◆ Tekst strony:
W ocenie Sądu Rejonowego zgromadzony w sprawie materiał dowodowy wskazuje, iż powód nie wykorzystał należnego mu urlopu wypoczynkowego za 2010 i 2011 r. W dokumentacji pozwanej brak jest jakichkolwiek dokumentów potwierdzających przebywanie powoda na takim urlopie. W inny sposób pozwana tego również nie wykazała. Powód wnosił o ekwiwalent za urlop wypoczynkowy za 2010 r. w wymiarze 26 dni, zaś za 2011 r. w wymiarze 16 dni, a więc proporcjonalnie do daty ustania stosunku pracy, który to wypłaca się w razie niewykorzystania przysługującego urlopu w całości lub w części z powodu rozwiązania art. 171 kp. Powód podpisał za styczeń 2010 r. korzystanie przez niego z urlopu bezpłatnego zgodnie z art. 174 kp, stąd w oparciu o ten przepis wymiar jego powinien ulec stosownemu obniżeniu za ten rok. Podstawę obliczenia należnego pracownikowi ekwiwalentu ustala się przy uwzględnieniu należnego mu świadczenia z daty ustania stosunku pracy, nie zaś wynagrodzenia za 2010 r., gdy chodzi o ekwiwalent za urlop wypoczynkowy za urlop nie wykorzystany w tym roku. Z uwagi, iż wysokość dochodzonego świadczenia nie była niższa od należnego pomimo niższego wymiaru urlopu Sąd orzekł zgodnie z żądaniem pozwu. Powód wystąpił również o sprostowanie świadectwa pracy, o którego sprostowanie wystąpił bezskutecznie do pozwanej. W oparciu o art. 97 § 2(1) kp żądanie pozwu było w tym zakresie zasadne.

O rygorze natychmiastowej wykonalności Sąd orzekł na podstawie obligatoryjnej treści art. 477 (2) kpc, nadając go do wysokości jednomiesięcznego wynagrodzenia powoda.

◆ Podane rekordy:
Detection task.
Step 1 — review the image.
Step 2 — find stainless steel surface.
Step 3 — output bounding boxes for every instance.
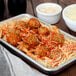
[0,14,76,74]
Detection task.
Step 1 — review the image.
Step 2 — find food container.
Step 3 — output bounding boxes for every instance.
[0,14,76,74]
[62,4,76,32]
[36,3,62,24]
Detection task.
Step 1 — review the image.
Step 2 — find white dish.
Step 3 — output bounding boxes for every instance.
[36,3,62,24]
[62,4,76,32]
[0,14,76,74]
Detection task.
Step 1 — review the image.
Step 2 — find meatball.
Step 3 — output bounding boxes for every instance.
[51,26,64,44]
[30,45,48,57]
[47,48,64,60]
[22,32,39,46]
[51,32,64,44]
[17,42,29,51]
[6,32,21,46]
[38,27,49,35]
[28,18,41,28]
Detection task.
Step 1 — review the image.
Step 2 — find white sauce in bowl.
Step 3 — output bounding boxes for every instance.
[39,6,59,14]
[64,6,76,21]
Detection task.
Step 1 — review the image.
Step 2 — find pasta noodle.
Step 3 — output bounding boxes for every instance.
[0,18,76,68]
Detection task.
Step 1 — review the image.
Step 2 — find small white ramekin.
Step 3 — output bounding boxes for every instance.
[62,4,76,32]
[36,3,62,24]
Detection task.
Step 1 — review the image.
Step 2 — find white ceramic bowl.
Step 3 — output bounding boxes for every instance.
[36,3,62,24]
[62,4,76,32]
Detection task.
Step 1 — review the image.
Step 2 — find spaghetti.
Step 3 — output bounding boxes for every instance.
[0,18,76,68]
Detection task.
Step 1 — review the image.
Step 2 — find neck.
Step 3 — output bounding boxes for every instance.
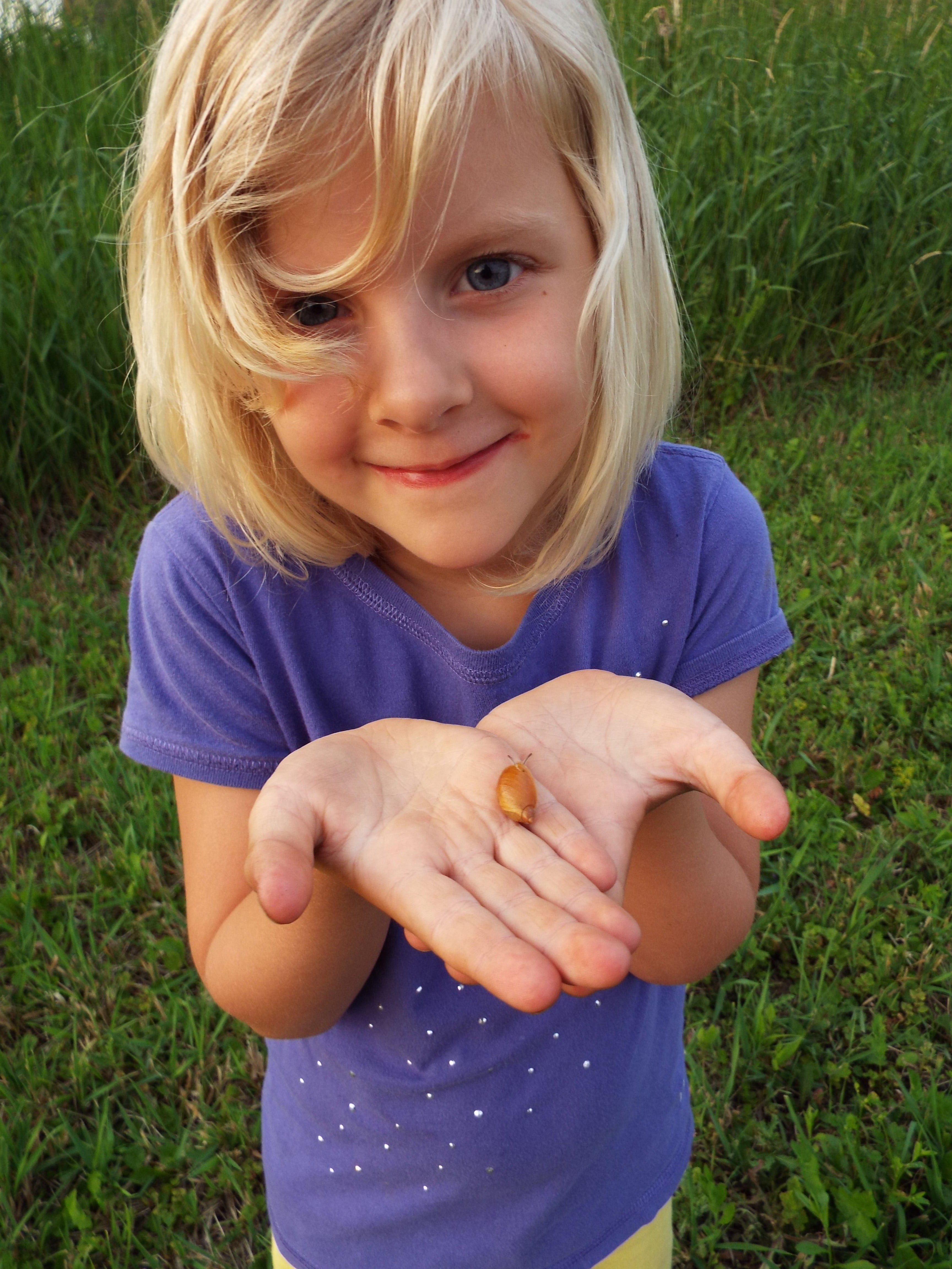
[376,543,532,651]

◆ Polecenia:
1. Proszę przepisać z tekstu strony fragment od „O rygorze natychmiastowej” do „jednomiesięcznego wynagrodzenia powoda.” włącznie.
2. Proszę odpowiedzieć krótko na podstawie tekstu strony:
(a) Za ile dni urlopu wypoczynkowego za 2011 r. powód domagał się ekwiwalentu?
(b) Z jakiego rodzaju urlopu korzystał powód w styczniu 2010 r.?
(c) Do jakiej wysokości Sąd nadał wyrokowi rygor natychmiastowej wykonalności?

◆ Rozwiązanie zadań:
1.
O rygorze natychmiastowej wykonalności Sąd orzekł na podstawie obligatoryjnej treści art. 477 (2) kpc, nadając go do wysokości jednomiesięcznego wynagrodzenia powoda.

2.
(a) Za 16 dni.
(b) Z urlopu bezpłatnego.
(c) Do wysokości jednomiesięcznego wynagrodzenia powoda.